WHAT TO WORK ON: Determine how many lines below contain the string "shrubs" and give that number without anything else.

PROVIDED RECORDS:
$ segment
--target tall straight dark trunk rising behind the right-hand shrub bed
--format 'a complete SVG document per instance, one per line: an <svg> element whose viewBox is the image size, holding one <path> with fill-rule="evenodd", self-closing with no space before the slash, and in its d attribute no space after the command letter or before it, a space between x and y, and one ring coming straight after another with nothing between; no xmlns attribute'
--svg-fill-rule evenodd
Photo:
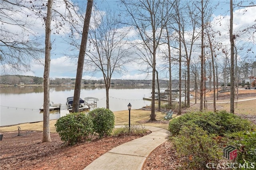
<svg viewBox="0 0 256 170"><path fill-rule="evenodd" d="M233 0L230 0L230 113L234 114L234 39L233 35Z"/></svg>

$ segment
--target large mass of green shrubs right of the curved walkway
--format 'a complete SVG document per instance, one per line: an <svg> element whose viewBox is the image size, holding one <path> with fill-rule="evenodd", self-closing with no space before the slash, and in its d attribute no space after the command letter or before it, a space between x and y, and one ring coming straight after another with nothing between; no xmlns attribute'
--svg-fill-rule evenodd
<svg viewBox="0 0 256 170"><path fill-rule="evenodd" d="M256 162L255 126L237 115L226 111L187 113L172 119L169 130L178 154L186 158L184 169L206 169L208 162L218 164L219 159L223 163L225 145L236 146L238 163Z"/></svg>

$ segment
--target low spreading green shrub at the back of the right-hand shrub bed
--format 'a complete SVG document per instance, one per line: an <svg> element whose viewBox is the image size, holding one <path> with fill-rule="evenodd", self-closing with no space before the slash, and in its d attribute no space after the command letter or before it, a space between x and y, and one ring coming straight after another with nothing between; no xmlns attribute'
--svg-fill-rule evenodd
<svg viewBox="0 0 256 170"><path fill-rule="evenodd" d="M169 130L173 135L179 134L183 126L196 124L209 134L223 136L225 133L250 130L250 122L226 111L192 112L184 114L169 123Z"/></svg>

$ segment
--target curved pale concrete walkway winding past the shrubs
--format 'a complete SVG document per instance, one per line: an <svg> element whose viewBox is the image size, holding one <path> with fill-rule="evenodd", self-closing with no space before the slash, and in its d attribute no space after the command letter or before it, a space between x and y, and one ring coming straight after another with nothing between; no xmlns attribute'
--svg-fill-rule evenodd
<svg viewBox="0 0 256 170"><path fill-rule="evenodd" d="M121 126L115 126L118 128ZM106 152L84 170L141 170L150 153L169 139L170 132L163 128L146 126L151 133Z"/></svg>

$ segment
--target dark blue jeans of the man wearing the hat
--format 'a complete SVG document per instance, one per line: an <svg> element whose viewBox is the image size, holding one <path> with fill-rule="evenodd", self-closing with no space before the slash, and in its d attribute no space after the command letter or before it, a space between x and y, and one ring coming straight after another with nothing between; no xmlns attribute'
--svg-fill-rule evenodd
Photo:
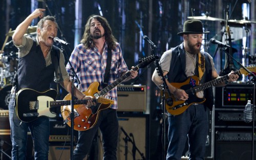
<svg viewBox="0 0 256 160"><path fill-rule="evenodd" d="M181 115L168 117L167 160L181 159L186 140L189 160L204 159L208 132L207 110L203 105L191 105Z"/></svg>

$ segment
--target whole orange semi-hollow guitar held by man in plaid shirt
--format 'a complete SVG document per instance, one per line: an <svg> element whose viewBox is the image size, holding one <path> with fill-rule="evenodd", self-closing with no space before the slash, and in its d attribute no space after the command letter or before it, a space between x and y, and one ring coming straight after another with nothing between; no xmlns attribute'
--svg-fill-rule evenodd
<svg viewBox="0 0 256 160"><path fill-rule="evenodd" d="M143 68L149 64L151 64L153 61L158 59L157 56L148 56L139 61L139 64L136 65L132 70L138 71L139 68ZM93 82L88 87L87 91L84 92L87 96L92 96L96 99L100 97L104 97L108 92L110 92L111 89L116 87L118 84L123 82L127 77L131 75L130 72L127 72L120 78L118 78L116 81L111 83L110 85L106 86L102 90L99 91L100 83L99 82ZM71 94L68 94L64 100L71 100ZM114 102L113 102L114 103ZM109 108L113 103L109 104L103 104L98 103L96 106L96 109L92 109L91 107L84 107L84 105L74 105L74 110L76 111L76 115L74 118L74 129L78 131L84 131L91 129L92 127L97 124L99 112L103 109ZM70 119L70 112L71 112L71 106L61 106L61 116L65 123L67 123L69 126L71 126L71 119Z"/></svg>

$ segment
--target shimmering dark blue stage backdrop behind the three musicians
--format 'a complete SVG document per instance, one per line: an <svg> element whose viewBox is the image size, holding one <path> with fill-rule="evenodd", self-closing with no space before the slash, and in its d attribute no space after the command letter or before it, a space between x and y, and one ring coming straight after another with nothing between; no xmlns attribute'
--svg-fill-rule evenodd
<svg viewBox="0 0 256 160"><path fill-rule="evenodd" d="M75 24L76 16L76 1L57 0L57 1L18 1L18 0L0 0L0 45L4 45L6 34L9 29L15 28L22 22L35 8L45 8L45 15L53 15L56 17L59 31L58 37L70 43L65 47L65 51L70 56L74 46L79 43L84 25L91 14L101 14L108 19L114 36L121 44L124 59L131 68L138 64L141 58L153 54L149 44L143 40L143 35L147 35L156 45L157 50L154 51L159 57L164 51L170 47L176 47L182 42L182 37L177 33L183 30L183 22L188 16L202 16L208 14L211 17L225 18L225 9L229 6L229 19L243 19L242 3L248 1L228 1L228 0L189 0L189 1L156 1L156 0L108 0L108 1L77 1L80 2L80 10L78 25ZM31 6L35 7L31 7ZM250 5L251 10L255 8L255 2ZM38 6L38 7L37 7ZM256 21L255 11L250 12L249 20ZM231 14L232 13L232 14ZM254 19L253 19L254 18ZM35 19L31 26L37 24ZM221 39L221 30L223 25L220 21L202 20L205 30L210 31L205 37L205 50L214 57L215 65L218 72L222 69L225 63L225 58L220 58L220 52L215 44L211 44L209 39L214 37ZM239 26L241 30L244 26ZM77 32L75 32L77 31ZM238 33L233 33L238 34ZM32 35L33 36L33 35ZM76 37L75 37L76 36ZM255 41L251 39L255 37L255 25L249 27L249 35L247 47L251 48L248 55L255 55ZM7 42L11 40L8 38ZM239 43L234 43L234 46L239 50L234 57L241 61L242 46ZM217 52L218 51L218 52ZM12 43L5 45L4 55L9 55L11 52L17 52ZM247 55L247 56L248 56ZM159 89L151 81L152 73L155 66L142 68L139 70L139 76L135 80L124 84L141 84L147 86L147 113L150 113L150 154L152 159L157 159L161 147L159 147L159 135L161 130L161 98L159 97ZM131 103L131 105L133 105ZM156 138L157 137L157 138Z"/></svg>

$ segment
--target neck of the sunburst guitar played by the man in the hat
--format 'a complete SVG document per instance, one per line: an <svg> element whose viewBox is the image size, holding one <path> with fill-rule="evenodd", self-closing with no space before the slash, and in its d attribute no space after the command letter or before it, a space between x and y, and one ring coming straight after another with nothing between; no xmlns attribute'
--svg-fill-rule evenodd
<svg viewBox="0 0 256 160"><path fill-rule="evenodd" d="M234 74L241 75L240 71L236 71L236 72L234 72ZM189 92L198 93L198 92L203 91L204 89L207 89L209 87L216 86L216 85L218 85L222 82L225 82L228 79L229 79L228 75L225 75L225 76L222 76L222 77L217 78L215 80L212 80L212 81L206 82L204 84L201 84L201 85L195 86L193 88L190 88L190 89L186 90L186 93L189 93Z"/></svg>

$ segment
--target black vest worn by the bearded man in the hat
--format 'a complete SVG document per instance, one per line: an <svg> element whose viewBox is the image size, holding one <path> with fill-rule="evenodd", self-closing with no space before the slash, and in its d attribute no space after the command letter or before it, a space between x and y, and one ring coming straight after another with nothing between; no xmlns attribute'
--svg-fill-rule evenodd
<svg viewBox="0 0 256 160"><path fill-rule="evenodd" d="M176 83L182 83L188 79L188 77L185 74L185 68L186 68L186 55L185 50L183 47L183 43L178 45L176 48L172 49L172 60L170 62L170 69L169 73L167 75L168 81L170 83L176 82ZM208 82L211 81L211 64L210 64L210 58L207 54L204 52L201 52L201 54L205 57L205 72L204 72L204 81ZM207 106L210 110L212 110L213 104L214 104L214 94L212 92L212 87L204 90L204 95L206 98L206 101L204 102L204 106Z"/></svg>

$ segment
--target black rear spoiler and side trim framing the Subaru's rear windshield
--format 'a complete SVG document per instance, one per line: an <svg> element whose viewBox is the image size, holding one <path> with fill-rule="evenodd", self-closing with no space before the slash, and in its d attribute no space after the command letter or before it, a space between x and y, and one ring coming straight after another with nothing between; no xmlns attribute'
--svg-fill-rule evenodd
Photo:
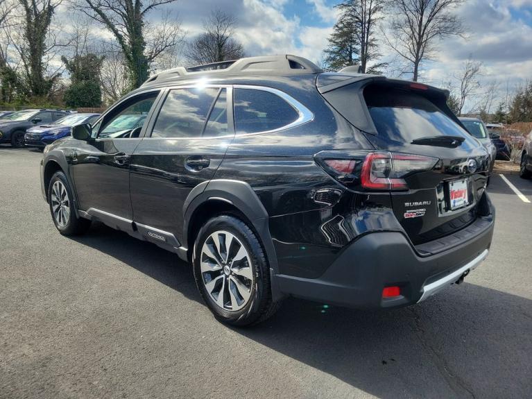
<svg viewBox="0 0 532 399"><path fill-rule="evenodd" d="M447 105L449 90L438 89L438 87L409 80L388 79L380 75L323 73L316 78L318 92L336 111L340 112L359 130L377 135L377 129L373 124L363 96L363 91L368 85L401 87L416 92L429 99L456 124L463 127Z"/></svg>

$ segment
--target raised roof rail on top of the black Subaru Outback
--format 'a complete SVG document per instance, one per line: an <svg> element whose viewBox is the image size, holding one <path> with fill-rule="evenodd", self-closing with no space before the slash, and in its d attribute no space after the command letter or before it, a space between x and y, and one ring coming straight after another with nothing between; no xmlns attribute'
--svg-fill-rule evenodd
<svg viewBox="0 0 532 399"><path fill-rule="evenodd" d="M289 54L284 56L247 57L239 60L197 65L195 67L168 69L148 78L143 86L154 82L158 83L162 80L199 76L200 74L205 74L205 72L216 76L239 74L301 75L320 74L323 69L306 58Z"/></svg>

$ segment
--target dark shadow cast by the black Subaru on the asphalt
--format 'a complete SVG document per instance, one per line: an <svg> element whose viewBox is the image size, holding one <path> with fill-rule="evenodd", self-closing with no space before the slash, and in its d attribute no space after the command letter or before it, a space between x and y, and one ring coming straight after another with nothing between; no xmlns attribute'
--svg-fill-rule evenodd
<svg viewBox="0 0 532 399"><path fill-rule="evenodd" d="M201 303L191 267L177 255L101 223L74 239ZM376 312L287 298L268 321L232 330L379 398L532 392L532 300L467 282L412 307ZM289 364L286 373L297 377L300 368Z"/></svg>

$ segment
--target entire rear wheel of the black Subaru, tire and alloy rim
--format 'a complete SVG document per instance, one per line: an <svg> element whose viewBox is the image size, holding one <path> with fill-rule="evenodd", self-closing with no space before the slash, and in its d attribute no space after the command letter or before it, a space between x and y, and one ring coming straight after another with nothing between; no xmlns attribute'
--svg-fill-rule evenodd
<svg viewBox="0 0 532 399"><path fill-rule="evenodd" d="M200 295L222 323L257 324L280 306L271 298L269 267L261 244L237 217L221 215L205 223L194 244L193 265Z"/></svg>

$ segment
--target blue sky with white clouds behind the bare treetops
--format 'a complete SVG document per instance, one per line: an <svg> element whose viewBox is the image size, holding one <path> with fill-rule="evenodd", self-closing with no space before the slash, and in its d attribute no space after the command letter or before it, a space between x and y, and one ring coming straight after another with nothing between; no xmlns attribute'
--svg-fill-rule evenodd
<svg viewBox="0 0 532 399"><path fill-rule="evenodd" d="M171 13L180 19L190 38L202 31L209 12L219 8L237 17L237 39L249 56L291 53L316 62L327 46L337 16L334 5L339 2L178 0L155 10L150 18L157 23L162 15ZM532 0L465 0L455 12L463 19L467 37L438 42L434 58L422 65L420 80L440 86L456 84L454 76L470 56L482 62L485 85L498 83L499 96L506 87L532 79ZM393 61L393 51L381 44L382 61ZM397 69L390 68L386 74L394 76Z"/></svg>

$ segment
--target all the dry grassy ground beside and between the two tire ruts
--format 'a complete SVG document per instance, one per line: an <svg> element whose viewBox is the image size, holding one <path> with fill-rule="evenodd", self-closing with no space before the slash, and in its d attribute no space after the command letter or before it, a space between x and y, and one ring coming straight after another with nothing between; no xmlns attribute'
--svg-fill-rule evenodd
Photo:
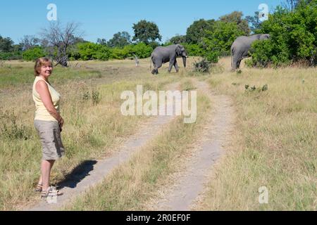
<svg viewBox="0 0 317 225"><path fill-rule="evenodd" d="M50 80L63 97L67 148L66 157L54 167L53 184L82 162L115 153L116 146L149 119L121 115L122 91L136 91L137 84L158 91L176 82L183 90L191 90L199 79L213 93L232 98L237 115L230 145L211 169L209 184L194 209L317 210L316 68L242 68L237 74L229 71L230 59L223 58L209 75L189 72L190 66L168 74L165 65L154 77L149 59L141 60L139 68L132 60L71 64L55 68ZM17 61L0 67L0 210L21 210L38 201L33 187L42 155L33 127L32 67L33 63ZM268 90L261 91L266 84ZM167 177L178 171L182 158L190 155L212 107L199 91L196 123L184 124L177 118L128 163L66 209L144 210L157 189L168 185ZM269 203L264 205L258 200L262 186L269 191Z"/></svg>

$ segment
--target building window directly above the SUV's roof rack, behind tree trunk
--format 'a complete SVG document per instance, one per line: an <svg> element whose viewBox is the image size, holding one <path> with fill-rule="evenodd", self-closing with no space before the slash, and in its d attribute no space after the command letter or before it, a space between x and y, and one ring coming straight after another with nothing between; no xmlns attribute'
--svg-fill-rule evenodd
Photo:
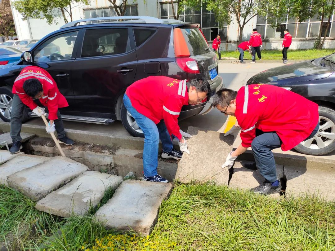
<svg viewBox="0 0 335 251"><path fill-rule="evenodd" d="M137 5L127 5L125 16L137 16ZM84 18L117 16L112 7L84 9Z"/></svg>

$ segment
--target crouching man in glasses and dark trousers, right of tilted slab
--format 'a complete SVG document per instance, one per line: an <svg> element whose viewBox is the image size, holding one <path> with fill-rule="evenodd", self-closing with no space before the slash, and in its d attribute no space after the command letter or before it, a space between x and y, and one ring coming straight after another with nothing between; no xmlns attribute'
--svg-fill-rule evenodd
<svg viewBox="0 0 335 251"><path fill-rule="evenodd" d="M230 152L222 168L231 167L237 156L251 147L265 178L252 190L279 193L281 184L271 150L281 147L288 151L313 138L319 130L318 105L284 88L262 84L243 86L239 91L222 89L215 94L213 105L226 115L236 116L241 128L242 144Z"/></svg>

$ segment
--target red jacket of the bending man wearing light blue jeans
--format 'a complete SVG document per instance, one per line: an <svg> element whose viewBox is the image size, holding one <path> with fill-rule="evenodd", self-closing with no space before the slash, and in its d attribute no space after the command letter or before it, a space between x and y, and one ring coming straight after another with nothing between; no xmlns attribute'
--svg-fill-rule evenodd
<svg viewBox="0 0 335 251"><path fill-rule="evenodd" d="M170 136L182 138L178 116L183 105L188 104L186 80L165 76L150 76L130 85L126 94L132 106L155 124L164 119Z"/></svg>

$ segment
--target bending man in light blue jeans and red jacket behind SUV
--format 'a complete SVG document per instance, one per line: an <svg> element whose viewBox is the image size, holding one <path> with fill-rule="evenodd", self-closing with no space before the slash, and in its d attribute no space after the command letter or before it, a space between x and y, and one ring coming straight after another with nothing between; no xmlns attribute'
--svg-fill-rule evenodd
<svg viewBox="0 0 335 251"><path fill-rule="evenodd" d="M167 182L157 174L158 143L163 145L162 158L181 159L182 153L190 154L184 133L178 126L178 116L183 105L200 104L207 98L210 85L204 79L191 82L164 76L150 76L136 81L126 90L123 103L144 133L143 180ZM179 140L181 152L175 150L172 137Z"/></svg>

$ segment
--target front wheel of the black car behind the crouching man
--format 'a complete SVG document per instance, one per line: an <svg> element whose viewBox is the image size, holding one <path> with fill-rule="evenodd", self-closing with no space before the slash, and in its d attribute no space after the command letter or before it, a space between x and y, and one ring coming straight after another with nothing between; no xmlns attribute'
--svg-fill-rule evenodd
<svg viewBox="0 0 335 251"><path fill-rule="evenodd" d="M308 155L326 155L335 150L335 111L326 106L319 106L319 117L319 132L309 142L304 141L294 147L294 150ZM327 138L327 134L333 139Z"/></svg>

OUTPUT FOR THIS TASK: 2